Some records:
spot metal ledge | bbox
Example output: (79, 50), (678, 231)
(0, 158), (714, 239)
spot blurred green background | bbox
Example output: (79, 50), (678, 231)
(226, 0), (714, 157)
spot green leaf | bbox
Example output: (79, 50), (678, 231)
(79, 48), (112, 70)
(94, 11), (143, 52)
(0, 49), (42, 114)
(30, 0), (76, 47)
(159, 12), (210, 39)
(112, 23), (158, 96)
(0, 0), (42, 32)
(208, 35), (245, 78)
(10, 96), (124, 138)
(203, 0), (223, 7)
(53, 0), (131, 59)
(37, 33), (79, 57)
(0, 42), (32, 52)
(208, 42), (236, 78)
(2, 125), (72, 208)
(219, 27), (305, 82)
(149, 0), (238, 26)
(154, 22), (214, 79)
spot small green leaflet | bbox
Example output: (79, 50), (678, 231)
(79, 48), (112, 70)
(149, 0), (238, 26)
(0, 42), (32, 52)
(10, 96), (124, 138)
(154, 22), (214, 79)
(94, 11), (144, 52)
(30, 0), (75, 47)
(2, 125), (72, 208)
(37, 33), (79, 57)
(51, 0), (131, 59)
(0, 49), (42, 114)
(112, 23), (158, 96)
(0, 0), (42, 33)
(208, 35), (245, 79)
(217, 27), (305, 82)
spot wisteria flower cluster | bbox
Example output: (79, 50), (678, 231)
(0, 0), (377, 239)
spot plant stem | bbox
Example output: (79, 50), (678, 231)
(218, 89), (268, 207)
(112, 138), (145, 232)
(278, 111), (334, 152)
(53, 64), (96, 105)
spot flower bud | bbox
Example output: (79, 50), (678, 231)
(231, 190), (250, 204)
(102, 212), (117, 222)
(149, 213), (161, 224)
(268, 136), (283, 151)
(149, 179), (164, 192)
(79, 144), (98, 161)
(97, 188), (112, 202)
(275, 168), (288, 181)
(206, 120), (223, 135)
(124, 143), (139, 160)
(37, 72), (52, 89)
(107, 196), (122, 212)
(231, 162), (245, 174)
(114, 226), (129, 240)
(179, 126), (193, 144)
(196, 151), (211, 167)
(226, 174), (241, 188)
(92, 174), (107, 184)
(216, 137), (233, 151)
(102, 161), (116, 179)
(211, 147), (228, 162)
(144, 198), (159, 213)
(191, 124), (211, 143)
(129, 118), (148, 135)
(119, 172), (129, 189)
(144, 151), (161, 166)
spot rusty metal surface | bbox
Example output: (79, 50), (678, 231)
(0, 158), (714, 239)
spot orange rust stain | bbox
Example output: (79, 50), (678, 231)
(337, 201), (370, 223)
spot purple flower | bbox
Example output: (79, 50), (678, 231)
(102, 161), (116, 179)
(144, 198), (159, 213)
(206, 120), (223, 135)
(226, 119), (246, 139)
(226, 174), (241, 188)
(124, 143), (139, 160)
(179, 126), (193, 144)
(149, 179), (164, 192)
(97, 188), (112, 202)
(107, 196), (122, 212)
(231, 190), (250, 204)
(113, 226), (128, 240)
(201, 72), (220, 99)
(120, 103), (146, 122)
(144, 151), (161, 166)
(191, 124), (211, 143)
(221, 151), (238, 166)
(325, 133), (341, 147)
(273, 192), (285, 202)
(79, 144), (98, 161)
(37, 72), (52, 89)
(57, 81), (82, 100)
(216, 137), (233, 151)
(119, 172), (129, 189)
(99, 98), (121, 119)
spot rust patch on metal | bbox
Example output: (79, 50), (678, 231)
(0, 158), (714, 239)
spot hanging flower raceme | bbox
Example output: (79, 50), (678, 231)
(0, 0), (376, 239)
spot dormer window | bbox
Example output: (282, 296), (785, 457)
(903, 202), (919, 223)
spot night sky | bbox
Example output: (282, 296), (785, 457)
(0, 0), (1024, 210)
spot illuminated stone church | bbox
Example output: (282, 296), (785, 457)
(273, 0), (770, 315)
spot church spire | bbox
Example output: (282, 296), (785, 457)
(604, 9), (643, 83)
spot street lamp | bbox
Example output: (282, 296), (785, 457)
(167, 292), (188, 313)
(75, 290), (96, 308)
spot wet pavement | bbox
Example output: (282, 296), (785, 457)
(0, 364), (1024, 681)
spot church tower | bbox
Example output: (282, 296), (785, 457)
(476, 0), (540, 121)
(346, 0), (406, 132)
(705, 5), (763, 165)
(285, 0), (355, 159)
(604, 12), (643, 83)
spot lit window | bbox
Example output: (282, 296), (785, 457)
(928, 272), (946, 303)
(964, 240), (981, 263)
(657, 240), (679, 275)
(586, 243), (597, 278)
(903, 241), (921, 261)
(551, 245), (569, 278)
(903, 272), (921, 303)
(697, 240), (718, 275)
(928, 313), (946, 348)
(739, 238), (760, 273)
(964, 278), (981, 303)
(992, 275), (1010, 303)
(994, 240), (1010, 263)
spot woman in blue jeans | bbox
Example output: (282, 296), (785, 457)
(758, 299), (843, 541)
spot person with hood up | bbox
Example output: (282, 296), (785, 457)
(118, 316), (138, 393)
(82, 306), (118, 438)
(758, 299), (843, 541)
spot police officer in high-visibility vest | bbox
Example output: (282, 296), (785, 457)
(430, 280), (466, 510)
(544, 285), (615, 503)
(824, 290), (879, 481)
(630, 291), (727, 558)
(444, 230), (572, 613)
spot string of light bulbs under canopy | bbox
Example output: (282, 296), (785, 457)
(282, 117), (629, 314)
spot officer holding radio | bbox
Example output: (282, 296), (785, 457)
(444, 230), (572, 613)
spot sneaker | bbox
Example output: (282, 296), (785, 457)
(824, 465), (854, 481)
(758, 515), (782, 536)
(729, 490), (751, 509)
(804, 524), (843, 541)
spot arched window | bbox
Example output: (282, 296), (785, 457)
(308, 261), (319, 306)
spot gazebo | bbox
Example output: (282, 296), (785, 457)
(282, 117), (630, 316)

_Task requirements_
Update all the items above by swapping "Example output" for "Sample output" wherever it occurs, and leave everything else as it is.

_Expected answer_
spot metal ledge | bbox
Sample output: (79, 50), (678, 231)
(0, 158), (714, 239)
spot blurred green background | bbox
Sample output: (79, 50), (678, 231)
(226, 0), (714, 157)
spot green leaf | bbox
Sample output: (79, 50), (678, 231)
(79, 48), (112, 70)
(94, 11), (143, 52)
(0, 49), (42, 114)
(30, 0), (76, 47)
(159, 12), (210, 39)
(112, 23), (158, 96)
(0, 0), (42, 32)
(208, 35), (245, 78)
(10, 96), (124, 138)
(203, 0), (223, 7)
(53, 0), (131, 59)
(37, 33), (79, 57)
(0, 42), (32, 52)
(208, 42), (236, 78)
(2, 125), (72, 208)
(219, 27), (305, 82)
(149, 0), (238, 26)
(154, 22), (214, 79)
spot small green leaflet | bbox
Sample output: (79, 50), (678, 231)
(79, 48), (112, 70)
(149, 0), (238, 26)
(0, 42), (32, 52)
(10, 96), (124, 138)
(154, 22), (214, 79)
(94, 11), (144, 52)
(30, 0), (75, 47)
(2, 125), (72, 208)
(37, 33), (79, 57)
(51, 0), (131, 59)
(0, 49), (42, 114)
(112, 23), (158, 96)
(0, 0), (42, 33)
(208, 35), (245, 79)
(217, 27), (305, 82)
spot wisteria flower cluster | bbox
Sample output: (79, 50), (678, 231)
(0, 0), (377, 239)
spot plant stem | bbox
Sample output: (79, 50), (678, 231)
(218, 89), (268, 207)
(112, 138), (145, 232)
(278, 111), (334, 152)
(53, 64), (96, 105)
spot flower bud | bbox
Sample output: (79, 50), (678, 231)
(231, 190), (250, 204)
(102, 212), (117, 222)
(149, 213), (161, 224)
(268, 136), (283, 151)
(149, 179), (164, 192)
(79, 144), (98, 161)
(97, 188), (112, 202)
(275, 168), (288, 181)
(206, 120), (223, 135)
(124, 143), (139, 160)
(37, 72), (52, 89)
(107, 196), (122, 212)
(231, 162), (245, 174)
(114, 226), (129, 240)
(179, 126), (193, 144)
(196, 151), (211, 167)
(226, 174), (241, 188)
(92, 174), (107, 184)
(216, 137), (233, 151)
(102, 161), (116, 179)
(211, 147), (228, 162)
(144, 198), (159, 213)
(191, 124), (211, 143)
(129, 118), (148, 135)
(119, 172), (129, 189)
(144, 151), (161, 166)
spot rusty metal surface | bbox
Sample output: (79, 50), (678, 231)
(0, 158), (714, 239)
spot orange rust stain | bbox
Sample output: (79, 50), (678, 231)
(337, 201), (370, 223)
spot purple flower | bbox
Sample output: (79, 50), (678, 231)
(102, 161), (116, 179)
(144, 198), (159, 213)
(206, 120), (223, 135)
(226, 119), (246, 139)
(226, 174), (241, 188)
(124, 143), (139, 160)
(179, 126), (193, 144)
(149, 179), (164, 192)
(97, 188), (112, 202)
(107, 196), (122, 212)
(231, 190), (250, 204)
(113, 226), (128, 240)
(201, 72), (220, 99)
(120, 103), (146, 122)
(144, 151), (161, 166)
(191, 124), (211, 143)
(221, 151), (238, 166)
(325, 133), (341, 147)
(273, 192), (285, 202)
(79, 144), (98, 161)
(37, 72), (52, 89)
(57, 81), (82, 100)
(216, 137), (233, 151)
(119, 172), (129, 189)
(99, 98), (121, 119)
spot rust patch on metal | bbox
Sample output: (79, 50), (678, 231)
(0, 158), (714, 239)
spot hanging flower raceme | bbox
Sample output: (79, 50), (678, 231)
(0, 0), (376, 239)
spot dormer window | bbox
Sample output: (282, 296), (785, 457)
(903, 202), (919, 223)
spot night sky | bbox
Sample output: (282, 296), (785, 457)
(0, 0), (1024, 210)
spot illuminated stone church | bbox
Sample output: (282, 296), (785, 457)
(273, 0), (770, 315)
spot church spire | bbox
Sample output: (282, 296), (785, 457)
(604, 9), (643, 83)
spot street lamp | bbox
Sample output: (282, 296), (785, 457)
(167, 292), (188, 313)
(75, 290), (96, 308)
spot wet pavement | bbox
Sample output: (282, 296), (785, 457)
(0, 364), (1024, 681)
spot church tower | bbox
Sample output: (282, 296), (785, 457)
(476, 0), (540, 121)
(346, 0), (406, 132)
(705, 5), (763, 165)
(285, 0), (355, 159)
(604, 12), (643, 83)
spot lit window | bbox
Sample output: (282, 296), (785, 457)
(928, 272), (946, 303)
(964, 240), (981, 263)
(657, 240), (679, 275)
(586, 243), (597, 278)
(903, 241), (921, 261)
(551, 245), (569, 278)
(903, 272), (921, 303)
(697, 240), (718, 275)
(928, 313), (946, 348)
(739, 238), (760, 273)
(964, 278), (981, 303)
(992, 275), (1010, 303)
(994, 240), (1010, 263)
spot woman in blue jeans | bbox
Sample output: (282, 296), (785, 457)
(758, 299), (843, 541)
spot person with hood up | bbox
Sample output: (282, 296), (785, 457)
(118, 316), (138, 393)
(82, 306), (118, 438)
(758, 299), (843, 541)
spot police officer in high-visibility vest | bbox
Sample output: (282, 296), (785, 457)
(430, 280), (466, 510)
(544, 285), (615, 503)
(824, 290), (879, 481)
(630, 291), (727, 558)
(444, 230), (572, 613)
spot string of light bulbs under canopy | bbox
Sample output: (282, 296), (785, 457)
(282, 117), (629, 314)
spot officer holding radio | bbox
Sample output: (282, 296), (785, 457)
(444, 230), (572, 613)
spot sneaker | bbox
Sample output: (282, 296), (785, 457)
(824, 465), (854, 481)
(758, 515), (782, 536)
(729, 490), (751, 509)
(804, 524), (843, 541)
spot arched window | bbox
Sample output: (282, 296), (785, 457)
(308, 261), (319, 306)
spot gazebo | bbox
Sample output: (282, 296), (785, 457)
(282, 117), (630, 316)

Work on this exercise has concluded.